------ ENTRIES PROVIDED ------

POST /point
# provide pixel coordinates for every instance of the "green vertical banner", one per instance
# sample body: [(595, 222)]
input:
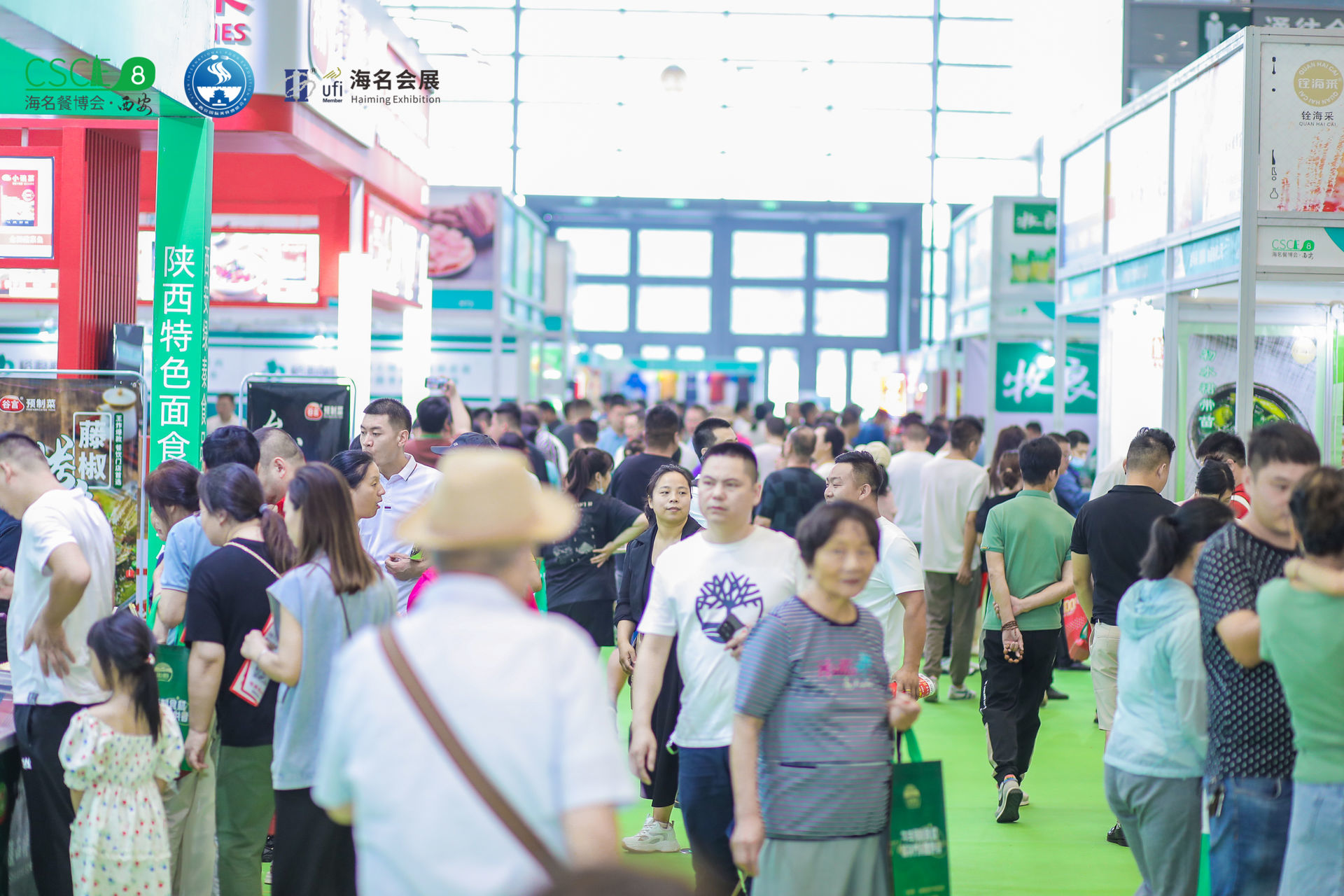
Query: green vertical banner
[(182, 292)]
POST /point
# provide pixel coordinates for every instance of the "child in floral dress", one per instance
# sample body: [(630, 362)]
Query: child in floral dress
[(118, 757)]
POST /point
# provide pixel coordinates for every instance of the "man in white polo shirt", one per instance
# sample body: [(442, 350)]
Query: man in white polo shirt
[(895, 589), (406, 484)]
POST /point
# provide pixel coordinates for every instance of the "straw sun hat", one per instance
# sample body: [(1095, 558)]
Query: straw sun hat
[(487, 498)]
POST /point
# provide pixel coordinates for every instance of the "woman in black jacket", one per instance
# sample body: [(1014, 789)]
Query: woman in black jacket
[(668, 508)]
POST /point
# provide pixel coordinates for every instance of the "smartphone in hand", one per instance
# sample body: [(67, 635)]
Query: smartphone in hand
[(729, 628)]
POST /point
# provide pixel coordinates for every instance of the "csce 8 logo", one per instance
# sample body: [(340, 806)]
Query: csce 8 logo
[(88, 71)]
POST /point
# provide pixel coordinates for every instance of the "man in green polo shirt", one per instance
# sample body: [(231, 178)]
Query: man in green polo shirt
[(1030, 573), (1301, 631)]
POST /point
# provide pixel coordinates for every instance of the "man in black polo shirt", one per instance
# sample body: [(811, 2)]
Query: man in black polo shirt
[(631, 481), (1110, 538)]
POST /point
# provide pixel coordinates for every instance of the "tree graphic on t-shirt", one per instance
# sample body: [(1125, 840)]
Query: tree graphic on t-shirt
[(723, 594)]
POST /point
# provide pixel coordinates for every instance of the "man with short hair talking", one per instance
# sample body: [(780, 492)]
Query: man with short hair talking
[(794, 489), (895, 589), (406, 482), (631, 480), (64, 582), (708, 592), (1110, 539), (952, 489), (707, 433), (280, 460), (1027, 552), (1249, 773)]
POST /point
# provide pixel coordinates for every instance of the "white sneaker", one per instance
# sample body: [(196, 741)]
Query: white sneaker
[(655, 837)]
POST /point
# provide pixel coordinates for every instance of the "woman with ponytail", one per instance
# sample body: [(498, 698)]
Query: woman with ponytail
[(1155, 757), (335, 592), (580, 583), (1301, 621), (118, 758), (226, 599)]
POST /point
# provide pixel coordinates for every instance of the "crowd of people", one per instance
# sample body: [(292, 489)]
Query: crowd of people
[(400, 643)]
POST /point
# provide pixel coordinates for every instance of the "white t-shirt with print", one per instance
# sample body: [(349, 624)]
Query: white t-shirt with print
[(695, 584), (897, 571), (55, 519), (951, 489), (906, 475)]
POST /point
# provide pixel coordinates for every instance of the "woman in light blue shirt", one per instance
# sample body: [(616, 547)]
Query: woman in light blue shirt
[(1155, 758), (334, 592)]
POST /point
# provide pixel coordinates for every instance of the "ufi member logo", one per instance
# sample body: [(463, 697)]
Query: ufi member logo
[(219, 83)]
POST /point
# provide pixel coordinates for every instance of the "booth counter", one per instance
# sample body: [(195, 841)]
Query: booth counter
[(1203, 223)]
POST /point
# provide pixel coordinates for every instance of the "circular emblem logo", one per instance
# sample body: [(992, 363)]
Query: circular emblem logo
[(219, 83), (1317, 83)]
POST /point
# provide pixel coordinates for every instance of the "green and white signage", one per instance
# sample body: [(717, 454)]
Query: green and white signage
[(1300, 248), (1025, 379)]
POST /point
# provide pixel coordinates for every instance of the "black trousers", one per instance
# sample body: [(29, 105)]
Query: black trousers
[(666, 711), (39, 731), (1011, 695), (314, 855)]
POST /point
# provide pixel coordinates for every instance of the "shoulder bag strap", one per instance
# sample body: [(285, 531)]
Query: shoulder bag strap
[(484, 786), (255, 556)]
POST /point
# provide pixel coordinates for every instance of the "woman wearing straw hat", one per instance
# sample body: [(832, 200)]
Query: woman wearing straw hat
[(522, 692)]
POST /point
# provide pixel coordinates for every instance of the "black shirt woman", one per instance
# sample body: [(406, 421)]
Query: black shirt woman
[(580, 582), (225, 601), (668, 508)]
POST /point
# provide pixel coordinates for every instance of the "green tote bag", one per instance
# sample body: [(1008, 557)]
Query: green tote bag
[(171, 668), (918, 825)]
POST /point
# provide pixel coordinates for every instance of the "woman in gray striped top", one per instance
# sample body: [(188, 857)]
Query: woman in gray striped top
[(812, 738)]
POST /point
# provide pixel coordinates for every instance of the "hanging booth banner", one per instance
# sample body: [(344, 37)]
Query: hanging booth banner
[(88, 429), (1301, 128), (316, 414), (1025, 379)]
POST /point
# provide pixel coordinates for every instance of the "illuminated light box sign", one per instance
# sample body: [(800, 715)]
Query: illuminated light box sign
[(26, 207), (251, 267)]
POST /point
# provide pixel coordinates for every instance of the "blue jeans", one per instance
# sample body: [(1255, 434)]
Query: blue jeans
[(706, 794), (1247, 834), (1315, 862)]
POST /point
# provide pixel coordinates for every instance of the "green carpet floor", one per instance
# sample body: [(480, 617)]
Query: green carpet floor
[(1059, 846)]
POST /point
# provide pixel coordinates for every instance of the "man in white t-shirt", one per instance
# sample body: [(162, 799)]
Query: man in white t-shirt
[(708, 592), (895, 589), (906, 475), (62, 584), (953, 488), (708, 433), (406, 484), (223, 415), (771, 449)]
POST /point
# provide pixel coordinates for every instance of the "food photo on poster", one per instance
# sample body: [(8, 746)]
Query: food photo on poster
[(1285, 383), (463, 237), (88, 430), (1301, 132), (27, 190)]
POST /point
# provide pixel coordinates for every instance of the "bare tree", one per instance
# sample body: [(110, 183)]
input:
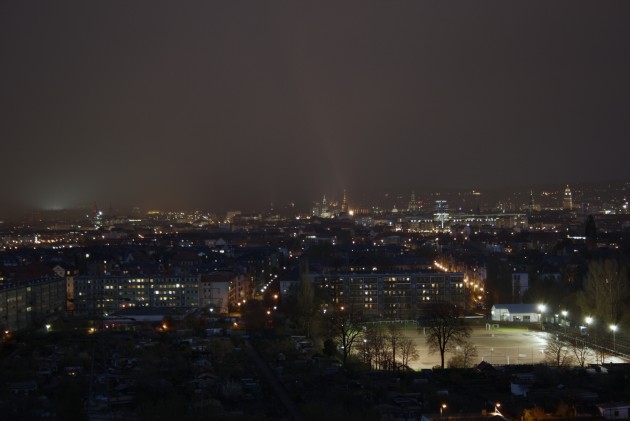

------

Copy out every line above, word for word, minus images.

POST /point
# provide pixel coordinates for every instance of the "green vertical banner", one per instance
# sample body: [(595, 222)]
input:
Query: green vertical banner
[(182, 292)]
POST /point
# provide pixel coordinates for every instance of the "child in floral dress", one per instance
# sample body: [(630, 362)]
Query: child in floral dress
[(118, 757)]
POST /point
# provide pixel coordinates for every instance of the "man in white polo shirt", one per instance
# sample body: [(442, 350)]
Query: man in white polo shirt
[(895, 589), (406, 484)]
POST /point
# provide pixel coordinates for every instance of the "straw sun hat", one per instance
# sample body: [(1095, 558)]
Query: straw sun hat
[(487, 498)]
POST /point
# provide pixel coordinates for every instance of the "woman in black jacket", one per instance
# sample body: [(1014, 789)]
Query: woman in black jacket
[(668, 508)]
POST /point
# provide pixel coordinates for every instance of the "smartphone in hand", one per instance
# sample body: [(67, 635)]
Query: smartphone in hand
[(729, 628)]
POST /point
# provide pixel coordinates for every instance of the "csce 8 logo", one per instance
# sample body: [(340, 806)]
Query: csce 8 logo
[(88, 71)]
POST /point
# provide pixel coordinates for every instance of the "man in green polo shirt", one per instance
# sample body: [(231, 178)]
Query: man in green polo shirt
[(1030, 573), (1301, 631)]
POST /point
# provide pixel coordinates for every instance of the "man in black polo shirt", one per instance
# sample body: [(811, 2)]
Query: man in black polo shirt
[(631, 481), (1110, 538)]
POST /point
# provide pixel coordinates for every instance of the "tree graphic on t-shirt", one per instance
# sample body: [(1125, 840)]
Query: tree graphic on t-shirt
[(723, 594)]
POST /point
# provide pixel coordinates for every instance of the "man with short hair talking", one per instance
# sample body: [(780, 492)]
Query: man with short hair talking
[(794, 489), (895, 589), (406, 482), (631, 480), (64, 582), (708, 592), (1110, 539), (952, 489), (707, 433), (280, 460), (1027, 552), (1249, 773)]
POST /point
# provide pixel coordinates for every instance of the "white sneaker", one per instance
# sample body: [(196, 741)]
Query: white sneaker
[(655, 837)]
POST /point
# provide pixel coordinates for every instance of the "woman with ponytail", one per instance
# sample body: [(498, 698)]
Query: woman with ponytail
[(1155, 757), (335, 592), (580, 583), (1301, 621), (118, 758), (226, 599)]
POST /point
# provide pixel coordinates for every instance of the "crowd of people", one per instance
# sample body: [(292, 489)]
Query: crowd of people
[(400, 643)]
POST /point
# provide pixel coordinates for every instance of the "white t-shirt with print", one per instance
# sample body: [(349, 624)]
Query: white t-shirt with print
[(695, 584), (897, 571), (55, 519), (951, 489), (906, 475)]
POST /point
# provide pixel coordinates for every instance of the "woman in light blue shirt", one per instance
# sample body: [(616, 547)]
Query: woman in light blue shirt
[(1155, 758), (334, 592)]
POST /point
# provide pixel coordinates for every instance of the "ufi member logo", one per instance
# sample body: [(463, 697)]
Query: ufi member logo
[(219, 83)]
POST /point
# provide pixel coordinates for every instance of the "booth counter", one per instance
# sample body: [(195, 841)]
Query: booth counter
[(1203, 223)]
POST /point
# provide pixel coordinates for every instance of the "circular emblem logo", one per instance
# sample body: [(992, 363)]
Query: circular emblem logo
[(219, 83), (1317, 83)]
POST /point
# provide pixel coordinates for every instance of the "green and white signage", one per instance
# sample body: [(717, 454)]
Query: green and white signage
[(1300, 248), (1025, 379)]
POST /point
# provide pixel coordinates for every instance of the "black trousers", one per instance
# sample body: [(29, 105)]
Query: black trousers
[(666, 711), (39, 731), (1011, 695), (314, 855)]
POST /point
# provide pixel coordinates for every instance of the "shoulder bag strap", one per instance
# sample body: [(285, 531)]
Query: shoulder bag strap
[(484, 786), (255, 556)]
POST /point
# provide pixel coordinates for every instance of the "woman wearing straw hat", one per instance
# sample body: [(832, 200)]
Query: woman wearing straw hat
[(522, 692)]
POST /point
# provide pixel coordinates for every instance of the "black shirt woman", one per instance
# sample body: [(406, 421)]
Query: black shirt woman
[(580, 582), (225, 601), (668, 508)]
POST /point
# provide pixel coordinates for every instance of the "green tote bag", one per instance
# sample body: [(1008, 557)]
Query: green tote bag
[(171, 668), (918, 825)]
POST /point
# provide pixel coordinates for every instance of the "woman in gray striped top", one per instance
# sample body: [(188, 857)]
Query: woman in gray striped top
[(812, 738)]
POST /point
# provide pixel coordinates for every instance of the "hanging booth banner", one per instance
# sample body: [(344, 37)]
Query: hanging booth banner
[(88, 429), (1301, 128), (316, 414), (1025, 379)]
POST /point
# provide pixel coordinates for every instance of the "illuminated light box sign", one per instance
# sample body: [(800, 715)]
Query: illuminated light box sign
[(26, 207), (251, 267)]
POST /point
# provide pixel coordinates for every instance of the "blue jeans", one per instance
# sample body: [(1255, 434)]
Query: blue jeans
[(706, 794), (1247, 834), (1315, 862)]
POST /point
# provide pixel coordinates for every instance of the "green carpet floor", one per instance
# sample body: [(480, 617)]
Query: green carpet floor
[(1059, 846)]
POST /point
# provide pixel coordinates for every instance of the "man in white t-shirt", one per instance
# sample body: [(162, 799)]
Query: man in white t-shirt
[(708, 592), (895, 589), (906, 475), (62, 584), (953, 488), (708, 433), (406, 484), (223, 415), (771, 449)]
POST /point
# provide pixel coordinates for every instance of the "food photo on poster", one per instance
# sample body: [(8, 746)]
Query: food photo on poster
[(1285, 383), (463, 237), (88, 430), (1301, 132), (27, 190)]
POST /point
# provide pixel coordinates for every instance of the "bare tree", one per instance
# sample body: [(110, 183)]
input:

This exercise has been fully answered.